On March 29, 2013, Barton was designated for assignment by the Athletics.

In May of the 2013 season, Barton was added back on the 40-man roster when right fielder Josh Reddick was placed on the disabled list after injuring his wrist. Everyday first basemen Brandon Moss was moved over to right field. Barton took Reddick's spot on the active roster and covered everyday first base duties. Barton was than designated for assignment again when Reddick returned. He cleared waivers and was sent outright to Triple-A Sacramento on May 21. On August 26, Barton was added to the 40-man roster again for the same reason.

On December 20, 2013, Barton signed a one-year deal with Oakland, avoiding arbitration. The Athletics designated Barton for assignment on May 15, 2014, when they acquired Kyle Blanks. In October 2014, Barton elected to become a free agent.
☆ ☆ ☆ ☆
WORK INSTRUCTIONS -
(1) In the passage on Barton's roster moves, transcribe the text starting at the words "On December 20, 2013, Barton" and ending after the words "a free agent.".
(2) According to the passage on Barton's roster moves, where was Barton sent outright on May 21 after clearing waivers?

DATA BELOW -
☆ ☆ ☆ ☆
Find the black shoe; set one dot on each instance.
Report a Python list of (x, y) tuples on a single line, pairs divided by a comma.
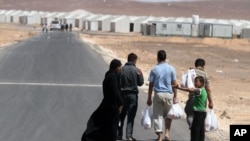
[(119, 138), (131, 139)]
☆ ☆ ☆ ☆
TASK-BY-TASK SOLUTIONS -
(1)
On December 20, 2013, Barton signed a one-year deal with Oakland, avoiding arbitration. The Athletics designated Barton for assignment on May 15, 2014, when they acquired Kyle Blanks. In October 2014, Barton elected to become a free agent.

(2) Triple-A Sacramento